== DOCUMENT TEXT

Hi! I am excited to recently learn about graph-tool and especially the discussion concerning the comparison between “descriptive” and “inferential” methods for community detection methods.
Here is a challenge I am facing when I try to apply the “stochastic block model” method to my project:
- I have a network which is quite dense (undirected with a density of 0.86), and the topological pattern of the network is mainly shown through difference in edge weight.
- In such a network, the edge weight is the number of interactions between nodes in a given timeperiod. In other words, an edge that doesn’t exist is a similar concept to an edge with a weight of 0. (I learnt in some other cases this might not be the case)
- I applied the
minimize_blockmodel_dl()
but the result is not very good. - I have tried different assumptions about weight definitions (i.e. normal and exponential for real-value weights), and also “refinement” as mentioned in the documentation, but the result is not very good.
My question is: What is the best practice to apply minimize_blockmodel_dl()
to a network like mine? I have some tentative solutions in mind:
- Model simplification: We can see how a part of the stochastic block model is no longer very meaningful in my case (i.e. P(A| b, \theta)), and maybe we can avoid it to make mode focus more on the weight difference? For example, maybe the following code does the trick?
state = gt.minimize_blockmodel_dl(
g,
state_args=dict(
recs=[G_gt.ep.weight],
rec_types=["real-exponential"],
),
multilevel_mcmc_args=dict(entropy_args=dict(adjacency=False)
),
)
- Weight distribution tuning: We can try to get a better interpretation of the weights with the model, by explicitly provide the distribution parameters? For example, in my case, the best fit of weights is achieved with a gamma distribution (alpha~=0.002, beta~=400). Maybe we should provide that to the function as
rec_params
. - Network filtering: Maybe it’s not even a good idea to apply SBM to a dense network, as we are missing quite some statistical power from modeling whether a link exists or not?

====
== STORED RECORDS

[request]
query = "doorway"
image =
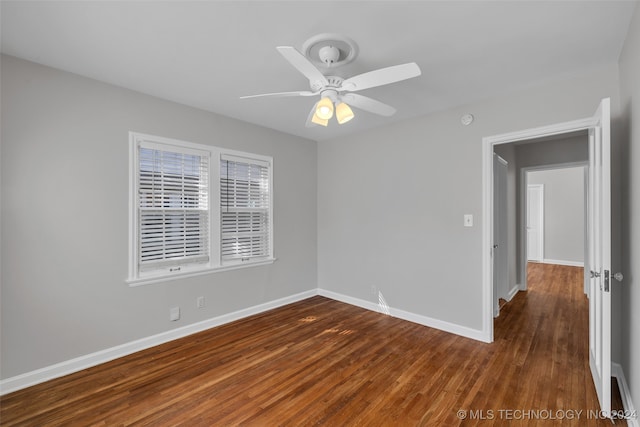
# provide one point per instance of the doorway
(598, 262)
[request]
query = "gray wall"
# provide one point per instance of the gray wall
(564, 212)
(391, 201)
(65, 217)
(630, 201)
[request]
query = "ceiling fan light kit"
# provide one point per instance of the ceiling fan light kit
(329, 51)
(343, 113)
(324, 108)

====
== STORED RECORDS

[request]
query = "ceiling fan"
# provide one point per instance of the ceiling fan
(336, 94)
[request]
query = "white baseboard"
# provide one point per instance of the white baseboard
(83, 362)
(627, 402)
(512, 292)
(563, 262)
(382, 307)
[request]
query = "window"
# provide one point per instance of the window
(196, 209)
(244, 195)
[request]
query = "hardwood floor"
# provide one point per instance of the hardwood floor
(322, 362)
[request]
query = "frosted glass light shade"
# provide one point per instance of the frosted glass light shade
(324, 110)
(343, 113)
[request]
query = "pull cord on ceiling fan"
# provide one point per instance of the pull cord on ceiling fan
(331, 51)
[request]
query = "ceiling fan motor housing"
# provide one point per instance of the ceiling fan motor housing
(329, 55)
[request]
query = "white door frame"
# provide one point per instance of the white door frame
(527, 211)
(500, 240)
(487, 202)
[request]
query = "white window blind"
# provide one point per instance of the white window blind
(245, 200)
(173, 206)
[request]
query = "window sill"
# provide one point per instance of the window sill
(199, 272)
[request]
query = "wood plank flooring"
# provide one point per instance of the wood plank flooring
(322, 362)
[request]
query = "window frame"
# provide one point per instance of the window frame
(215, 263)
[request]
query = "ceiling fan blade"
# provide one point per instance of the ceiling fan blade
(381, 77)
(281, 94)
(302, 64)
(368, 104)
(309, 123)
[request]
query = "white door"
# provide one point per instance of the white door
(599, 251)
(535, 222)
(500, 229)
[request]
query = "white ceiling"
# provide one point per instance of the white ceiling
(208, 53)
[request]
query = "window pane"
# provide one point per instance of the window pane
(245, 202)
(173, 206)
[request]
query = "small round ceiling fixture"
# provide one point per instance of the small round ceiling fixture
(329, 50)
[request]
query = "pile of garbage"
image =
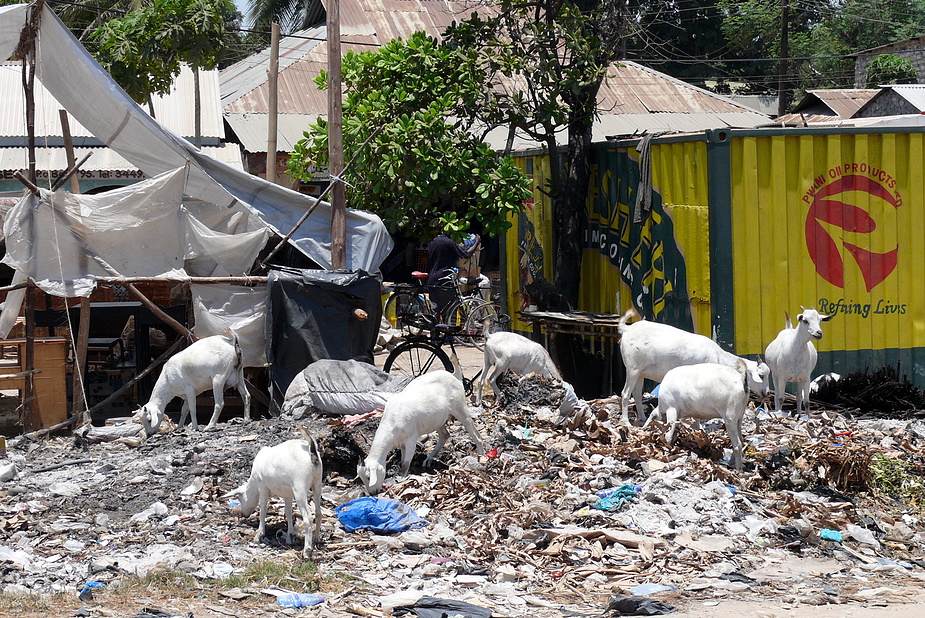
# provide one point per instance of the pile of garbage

====

» **WHAT IS ASKED**
A - Translate this sentence from the forum post about applying stochastic block models to a dense weighted network into Spanish: "In other words, an edge that doesn't exist is a similar concept to an edge with a weight of 0."
B - Write what comes next in the forum post about fitting a stochastic block model to a dense weighted network, starting after its final sentence.

» **EXPECTED RESPONSES**
A - En otras palabras, una arista que no existe es un concepto similar a una arista con un peso de 0.

B -
Let me know if you guys have any insights concerning the above, or if there is even more signficant flaw in how I am conducting this analysis.
Supplement Information
How do I know the “result is not very good”?
I build a synthetic benchmark B that is representative of original G.
- B has the same number of nodes, same number of edges and same sequence of weights, as G.
- I assume a certain number of communities (empirical estimate) in B and randomly generate the community partition:
community_assignments = np.random.choice(range(1, C + 1), size=N, replace=True)
- I assume B is fully connected. I order the weight sequence from largest to the smallest. I retrieve weight values and assign weights to internal connections first. After all internal connections have been associated with a weight, I assign the rest of the weights to external connections.
- I apply community detection algorithm to see if the generated partition is discovered by the algorithm.
- “Descriptive method” can find the generated parition (e.g. normalized mutual information = 1), but my attempt of
minimize_blockmodel_dl()
leads to more communities than expected and lower normalized mutual information (~=0.7)